- [Data excerpts]
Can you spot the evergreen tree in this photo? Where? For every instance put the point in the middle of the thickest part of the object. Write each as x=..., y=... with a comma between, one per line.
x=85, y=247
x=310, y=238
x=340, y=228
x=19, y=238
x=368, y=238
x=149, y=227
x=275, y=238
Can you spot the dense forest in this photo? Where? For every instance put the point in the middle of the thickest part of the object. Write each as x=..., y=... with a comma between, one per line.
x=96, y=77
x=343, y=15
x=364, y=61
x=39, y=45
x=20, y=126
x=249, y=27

* * *

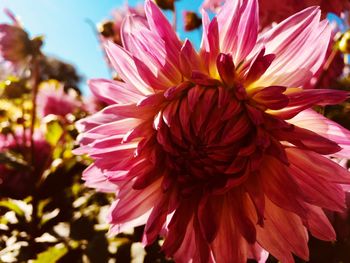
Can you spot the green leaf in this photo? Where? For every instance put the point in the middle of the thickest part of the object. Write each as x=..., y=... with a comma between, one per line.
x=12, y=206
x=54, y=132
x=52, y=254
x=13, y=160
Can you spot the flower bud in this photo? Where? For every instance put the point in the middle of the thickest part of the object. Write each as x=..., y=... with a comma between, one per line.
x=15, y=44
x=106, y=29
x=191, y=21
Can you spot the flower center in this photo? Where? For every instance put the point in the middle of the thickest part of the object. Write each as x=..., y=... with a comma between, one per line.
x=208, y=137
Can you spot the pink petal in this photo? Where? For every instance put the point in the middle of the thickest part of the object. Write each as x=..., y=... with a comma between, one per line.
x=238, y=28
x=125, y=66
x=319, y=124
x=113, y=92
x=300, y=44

==

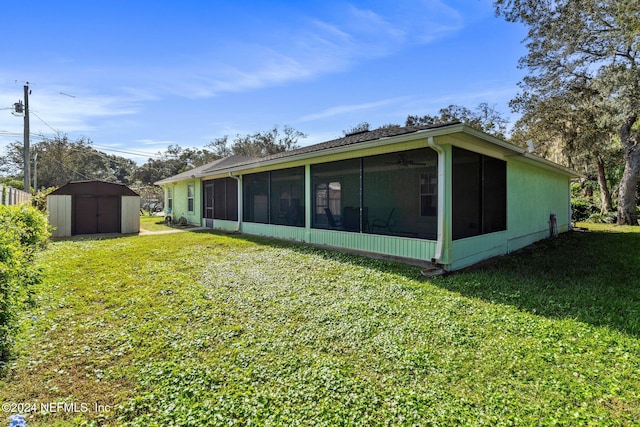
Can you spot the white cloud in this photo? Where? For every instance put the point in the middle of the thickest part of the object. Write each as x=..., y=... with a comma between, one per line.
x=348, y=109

- [Exercise directions]
Rewrite everything from "Can you spot the flower center" down to "x=208, y=137", both lines included, with "thickest part" changed to "widest part" and nothing else altered.

- [Exercise result]
Can you spot the flower center in this photo? Where? For every instance put the point in the middle of the widest part of the object. Write each as x=..., y=... with a comma between, one per line.
x=208, y=137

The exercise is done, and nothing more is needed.